Reading passage:
-- -- --
A 69-YEAR-OLD man who came within an inch of his life in The Shires has praised paramedics and shopping centre staff who acted fast to save him.

George Walton had just left Boswells following his weekly Saturday morning cappuccino on December 18 when he fell to the ground, having suffered a cardiac arrest.

Security staff Ian Pearce and Nigel Harrison rushed to the volunteer hospital driver’s side and carried out vital CPR using the centre’s defibrillator – assisted by off-duty paramedic Sarah Lyle, who was by chance shopping with her husband at the time.

Today, Mr Walton revisited the scene of the incident to meet those who acted quickly to save his life.

The dad-of-two, of Frome Road, said: “I had just dropped off a young mum in Corsley and was enjoying a coffee in Boswells before picking her up, as I do every Saturday.

“That’s about as much as I remember. The next thing I know I'm waking up in hospital three weeks later.

“Until today, I had absolutely no idea how many people were involved in saving my life and it’s very humbling to meet them all - they're absolute heroes.

“It’s difficult to put into words how grateful I am to them – how exactly can you thank people who saved your life?”

After the heart attack, Mr Walton was taken to Bristol Royal Infirmary where he spent three weeks in an induced coma.
-- -- --
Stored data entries
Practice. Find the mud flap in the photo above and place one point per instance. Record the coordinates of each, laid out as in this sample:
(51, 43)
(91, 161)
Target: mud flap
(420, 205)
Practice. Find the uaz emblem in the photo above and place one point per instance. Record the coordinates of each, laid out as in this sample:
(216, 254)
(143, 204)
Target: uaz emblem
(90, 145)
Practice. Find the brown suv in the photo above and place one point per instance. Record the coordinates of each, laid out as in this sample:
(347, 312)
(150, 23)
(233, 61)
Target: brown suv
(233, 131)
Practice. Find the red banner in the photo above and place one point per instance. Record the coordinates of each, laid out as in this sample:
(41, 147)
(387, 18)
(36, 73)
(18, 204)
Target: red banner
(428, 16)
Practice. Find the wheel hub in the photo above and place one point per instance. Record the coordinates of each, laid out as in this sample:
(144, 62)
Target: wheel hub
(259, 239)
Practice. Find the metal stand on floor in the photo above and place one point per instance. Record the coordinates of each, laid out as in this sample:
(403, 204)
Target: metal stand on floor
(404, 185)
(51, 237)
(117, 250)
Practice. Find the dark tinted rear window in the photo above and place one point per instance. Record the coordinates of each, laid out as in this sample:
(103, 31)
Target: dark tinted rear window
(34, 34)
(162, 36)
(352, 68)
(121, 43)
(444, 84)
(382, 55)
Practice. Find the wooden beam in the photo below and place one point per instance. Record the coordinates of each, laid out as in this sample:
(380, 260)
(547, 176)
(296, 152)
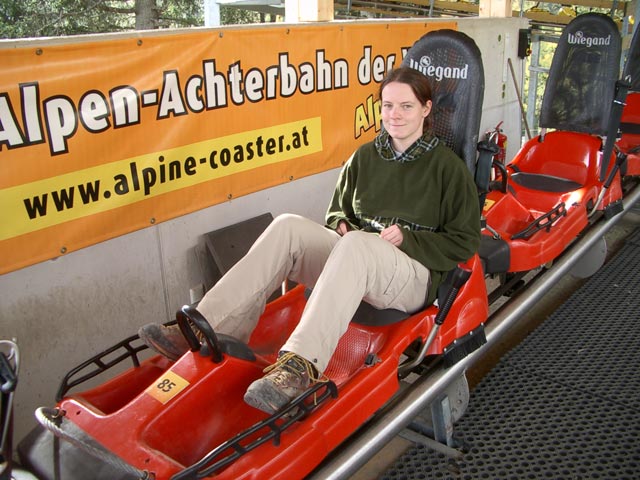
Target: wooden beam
(315, 10)
(495, 8)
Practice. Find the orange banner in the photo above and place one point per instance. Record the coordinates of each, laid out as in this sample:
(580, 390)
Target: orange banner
(102, 138)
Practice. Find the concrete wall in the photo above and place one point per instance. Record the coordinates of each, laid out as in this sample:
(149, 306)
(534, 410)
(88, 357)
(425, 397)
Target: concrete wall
(63, 311)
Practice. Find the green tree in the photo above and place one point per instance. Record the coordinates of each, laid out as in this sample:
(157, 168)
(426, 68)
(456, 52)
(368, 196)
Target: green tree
(40, 18)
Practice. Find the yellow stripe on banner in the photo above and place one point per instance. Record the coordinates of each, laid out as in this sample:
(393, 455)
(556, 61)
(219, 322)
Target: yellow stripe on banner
(52, 201)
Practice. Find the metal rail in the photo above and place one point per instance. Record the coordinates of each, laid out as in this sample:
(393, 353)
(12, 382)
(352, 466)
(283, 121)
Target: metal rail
(393, 418)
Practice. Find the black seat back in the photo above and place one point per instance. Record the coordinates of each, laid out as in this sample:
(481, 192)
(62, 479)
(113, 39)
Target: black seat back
(453, 63)
(582, 78)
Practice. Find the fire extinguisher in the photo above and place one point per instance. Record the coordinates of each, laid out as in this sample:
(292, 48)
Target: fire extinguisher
(500, 139)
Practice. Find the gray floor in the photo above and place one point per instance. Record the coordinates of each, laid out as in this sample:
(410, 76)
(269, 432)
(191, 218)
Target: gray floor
(559, 397)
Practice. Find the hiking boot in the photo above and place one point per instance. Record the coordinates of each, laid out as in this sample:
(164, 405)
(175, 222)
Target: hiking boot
(285, 380)
(167, 341)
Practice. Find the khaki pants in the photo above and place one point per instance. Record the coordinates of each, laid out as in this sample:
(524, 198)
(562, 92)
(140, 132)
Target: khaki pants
(341, 270)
-- -- --
Requirement 1:
Reproduce everything in the article about the cardiac arrest from "The dad-of-two, of" down to "an induced coma.".
Requirement 2:
List the full names of all the people named in the article about the cardiac arrest.
The records bear no relation to the article about the cardiac arrest.

Output 1:
The dad-of-two, of Frome Road, said: “I had just dropped off a young mum in Corsley and was enjoying a coffee in Boswells before picking her up, as I do every Saturday.

“That’s about as much as I remember. The next thing I know I'm waking up in hospital three weeks later.

“Until today, I had absolutely no idea how many people were involved in saving my life and it’s very humbling to meet them all - they're absolute heroes.

“It’s difficult to put into words how grateful I am to them – how exactly can you thank people who saved your life?”

After the heart attack, Mr Walton was taken to Bristol Royal Infirmary where he spent three weeks in an induced coma.

Output 2:
George Walton, Ian Pearce, Nigel Harrison, Sarah Lyle